## MATERIAL PROVIDED
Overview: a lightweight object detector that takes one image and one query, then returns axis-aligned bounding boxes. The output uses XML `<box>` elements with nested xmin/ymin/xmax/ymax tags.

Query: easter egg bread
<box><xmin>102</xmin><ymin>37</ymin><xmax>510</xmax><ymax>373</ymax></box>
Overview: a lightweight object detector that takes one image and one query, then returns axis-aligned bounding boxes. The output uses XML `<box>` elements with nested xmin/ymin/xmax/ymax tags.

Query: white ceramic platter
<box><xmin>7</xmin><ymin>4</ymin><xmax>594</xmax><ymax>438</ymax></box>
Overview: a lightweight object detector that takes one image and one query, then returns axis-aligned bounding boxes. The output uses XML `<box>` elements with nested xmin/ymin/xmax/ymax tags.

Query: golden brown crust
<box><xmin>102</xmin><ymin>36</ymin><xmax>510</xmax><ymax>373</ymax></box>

==

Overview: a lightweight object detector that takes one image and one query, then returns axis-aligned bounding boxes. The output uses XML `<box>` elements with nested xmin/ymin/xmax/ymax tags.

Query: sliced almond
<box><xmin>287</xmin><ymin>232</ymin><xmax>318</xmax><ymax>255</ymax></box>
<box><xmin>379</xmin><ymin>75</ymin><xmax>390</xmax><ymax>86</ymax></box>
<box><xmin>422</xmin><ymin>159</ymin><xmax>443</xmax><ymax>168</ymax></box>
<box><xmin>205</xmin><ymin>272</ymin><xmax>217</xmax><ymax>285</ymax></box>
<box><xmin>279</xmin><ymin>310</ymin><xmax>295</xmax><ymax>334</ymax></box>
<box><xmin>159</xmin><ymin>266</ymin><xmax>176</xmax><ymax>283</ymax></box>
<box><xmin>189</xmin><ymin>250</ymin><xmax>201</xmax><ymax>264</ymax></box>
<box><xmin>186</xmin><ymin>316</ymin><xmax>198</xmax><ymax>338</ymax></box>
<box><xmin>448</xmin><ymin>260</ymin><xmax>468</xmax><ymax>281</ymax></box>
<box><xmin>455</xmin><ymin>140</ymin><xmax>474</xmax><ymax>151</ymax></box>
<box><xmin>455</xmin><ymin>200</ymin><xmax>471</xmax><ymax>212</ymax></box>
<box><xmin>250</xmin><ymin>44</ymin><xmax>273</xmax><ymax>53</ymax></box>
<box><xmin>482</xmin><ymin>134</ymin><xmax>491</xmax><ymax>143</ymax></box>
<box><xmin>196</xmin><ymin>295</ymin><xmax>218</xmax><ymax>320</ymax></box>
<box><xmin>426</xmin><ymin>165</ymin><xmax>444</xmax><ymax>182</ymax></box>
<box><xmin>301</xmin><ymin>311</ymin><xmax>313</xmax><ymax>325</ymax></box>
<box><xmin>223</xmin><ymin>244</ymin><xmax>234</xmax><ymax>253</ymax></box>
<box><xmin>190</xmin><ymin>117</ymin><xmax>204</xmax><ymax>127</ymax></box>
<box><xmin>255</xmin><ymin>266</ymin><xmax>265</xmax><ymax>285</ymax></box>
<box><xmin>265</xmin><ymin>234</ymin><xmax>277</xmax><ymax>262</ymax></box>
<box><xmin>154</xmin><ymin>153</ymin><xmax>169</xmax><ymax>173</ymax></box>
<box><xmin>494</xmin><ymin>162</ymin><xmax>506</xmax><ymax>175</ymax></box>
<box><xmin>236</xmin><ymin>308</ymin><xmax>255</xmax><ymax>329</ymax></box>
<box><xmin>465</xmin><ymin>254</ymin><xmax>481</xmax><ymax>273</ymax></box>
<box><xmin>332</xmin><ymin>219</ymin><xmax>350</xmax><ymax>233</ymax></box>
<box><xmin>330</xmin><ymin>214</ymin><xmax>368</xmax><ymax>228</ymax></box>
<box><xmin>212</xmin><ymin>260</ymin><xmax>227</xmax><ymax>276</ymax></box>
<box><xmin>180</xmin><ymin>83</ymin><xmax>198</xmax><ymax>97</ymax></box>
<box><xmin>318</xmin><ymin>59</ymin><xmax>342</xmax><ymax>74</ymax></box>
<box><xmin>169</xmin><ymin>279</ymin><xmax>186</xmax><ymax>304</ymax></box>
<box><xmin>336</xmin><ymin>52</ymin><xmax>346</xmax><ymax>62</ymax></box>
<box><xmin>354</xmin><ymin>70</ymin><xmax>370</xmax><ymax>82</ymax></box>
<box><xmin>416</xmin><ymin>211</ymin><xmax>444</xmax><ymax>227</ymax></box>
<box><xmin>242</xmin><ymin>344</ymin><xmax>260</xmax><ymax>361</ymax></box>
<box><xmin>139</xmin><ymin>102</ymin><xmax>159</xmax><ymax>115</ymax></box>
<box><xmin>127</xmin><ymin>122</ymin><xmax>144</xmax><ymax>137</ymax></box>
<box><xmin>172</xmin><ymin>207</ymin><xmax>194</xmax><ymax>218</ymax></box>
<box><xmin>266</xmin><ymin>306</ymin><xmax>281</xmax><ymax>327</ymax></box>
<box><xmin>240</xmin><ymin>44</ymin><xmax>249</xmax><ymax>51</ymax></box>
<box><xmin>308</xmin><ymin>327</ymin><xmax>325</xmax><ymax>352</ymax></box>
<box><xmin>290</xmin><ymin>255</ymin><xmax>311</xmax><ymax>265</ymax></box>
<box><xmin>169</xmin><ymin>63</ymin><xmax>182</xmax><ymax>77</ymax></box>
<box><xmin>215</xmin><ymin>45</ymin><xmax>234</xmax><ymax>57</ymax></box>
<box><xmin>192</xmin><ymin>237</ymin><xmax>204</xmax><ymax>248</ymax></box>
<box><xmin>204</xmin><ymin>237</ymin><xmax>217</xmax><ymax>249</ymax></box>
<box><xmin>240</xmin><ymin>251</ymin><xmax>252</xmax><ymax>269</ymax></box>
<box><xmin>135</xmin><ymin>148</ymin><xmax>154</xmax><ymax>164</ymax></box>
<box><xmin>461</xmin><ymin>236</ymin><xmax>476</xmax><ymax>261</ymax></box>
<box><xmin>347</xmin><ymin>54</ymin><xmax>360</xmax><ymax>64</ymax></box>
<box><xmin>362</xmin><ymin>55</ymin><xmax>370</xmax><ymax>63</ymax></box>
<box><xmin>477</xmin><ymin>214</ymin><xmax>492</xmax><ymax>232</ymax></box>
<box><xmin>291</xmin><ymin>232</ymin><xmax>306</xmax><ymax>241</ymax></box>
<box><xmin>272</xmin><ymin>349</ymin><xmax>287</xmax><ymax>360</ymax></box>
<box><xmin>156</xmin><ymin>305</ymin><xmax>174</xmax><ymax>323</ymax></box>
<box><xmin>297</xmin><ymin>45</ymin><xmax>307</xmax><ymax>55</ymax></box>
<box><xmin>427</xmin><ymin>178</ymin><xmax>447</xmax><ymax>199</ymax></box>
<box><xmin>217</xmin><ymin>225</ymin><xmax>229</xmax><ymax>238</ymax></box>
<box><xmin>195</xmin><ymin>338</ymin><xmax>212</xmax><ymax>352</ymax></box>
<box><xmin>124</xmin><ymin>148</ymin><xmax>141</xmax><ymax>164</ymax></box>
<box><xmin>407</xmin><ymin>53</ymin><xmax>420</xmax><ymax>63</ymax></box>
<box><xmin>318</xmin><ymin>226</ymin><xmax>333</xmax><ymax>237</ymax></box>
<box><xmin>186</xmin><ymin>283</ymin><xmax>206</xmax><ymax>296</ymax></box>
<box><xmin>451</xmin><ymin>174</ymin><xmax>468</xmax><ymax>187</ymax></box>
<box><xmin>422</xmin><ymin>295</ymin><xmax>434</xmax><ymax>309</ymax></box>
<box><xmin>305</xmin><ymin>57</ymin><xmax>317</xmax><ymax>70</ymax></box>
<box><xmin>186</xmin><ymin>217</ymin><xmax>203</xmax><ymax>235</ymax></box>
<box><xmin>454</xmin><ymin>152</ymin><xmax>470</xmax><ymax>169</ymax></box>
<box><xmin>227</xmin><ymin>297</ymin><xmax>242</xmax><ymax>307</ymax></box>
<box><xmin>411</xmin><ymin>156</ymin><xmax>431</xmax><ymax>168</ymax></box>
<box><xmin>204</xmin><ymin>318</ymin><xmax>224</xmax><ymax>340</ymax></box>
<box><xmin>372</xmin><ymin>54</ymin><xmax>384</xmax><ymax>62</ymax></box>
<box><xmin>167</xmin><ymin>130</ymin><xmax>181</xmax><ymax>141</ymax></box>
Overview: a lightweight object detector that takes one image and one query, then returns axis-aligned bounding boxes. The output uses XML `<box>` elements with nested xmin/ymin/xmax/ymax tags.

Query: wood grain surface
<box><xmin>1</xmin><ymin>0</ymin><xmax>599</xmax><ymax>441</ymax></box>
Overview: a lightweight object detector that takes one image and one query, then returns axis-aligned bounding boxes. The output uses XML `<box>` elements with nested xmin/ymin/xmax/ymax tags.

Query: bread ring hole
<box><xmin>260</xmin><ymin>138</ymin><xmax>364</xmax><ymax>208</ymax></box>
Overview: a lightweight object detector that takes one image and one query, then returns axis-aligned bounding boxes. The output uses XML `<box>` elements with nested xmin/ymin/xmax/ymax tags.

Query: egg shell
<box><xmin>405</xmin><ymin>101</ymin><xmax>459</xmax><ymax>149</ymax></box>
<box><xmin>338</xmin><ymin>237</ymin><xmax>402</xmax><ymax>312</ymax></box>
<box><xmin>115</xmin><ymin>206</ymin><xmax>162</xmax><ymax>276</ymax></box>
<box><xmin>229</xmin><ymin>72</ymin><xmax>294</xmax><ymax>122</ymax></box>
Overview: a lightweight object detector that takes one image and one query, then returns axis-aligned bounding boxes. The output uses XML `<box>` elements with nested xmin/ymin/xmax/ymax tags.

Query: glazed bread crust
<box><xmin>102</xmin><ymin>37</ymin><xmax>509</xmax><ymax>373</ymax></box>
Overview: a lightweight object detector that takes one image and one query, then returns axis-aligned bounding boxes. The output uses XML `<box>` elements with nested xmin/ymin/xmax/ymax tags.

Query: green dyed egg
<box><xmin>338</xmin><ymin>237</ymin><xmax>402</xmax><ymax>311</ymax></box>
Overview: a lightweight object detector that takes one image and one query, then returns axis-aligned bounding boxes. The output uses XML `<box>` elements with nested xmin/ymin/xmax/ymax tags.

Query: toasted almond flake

## REQUIRED WORK
Set down precisely the lines above between the line holding "Query: glazed bread crust" and the line holding "Query: toasted almond flake", inclusive, and nothing beyond them.

## RESPONSE TO THIS TASK
Query: glazed bread crust
<box><xmin>102</xmin><ymin>37</ymin><xmax>509</xmax><ymax>373</ymax></box>
Overview: a lightweight object detector that takes one image and one query, then returns axis-aligned bounding boxes. The output uses XML `<box>` elements with nested xmin/ymin/xmax/ymax tags.

Query: green dyed egg
<box><xmin>338</xmin><ymin>237</ymin><xmax>402</xmax><ymax>311</ymax></box>
Overview: a lightweight object detector that takes one image and one query, then returns axis-aligned bounding boxes. The output uses XML `<box>` elements with nested xmin/ymin/xmax/ymax tags.

Query: toasted almond flake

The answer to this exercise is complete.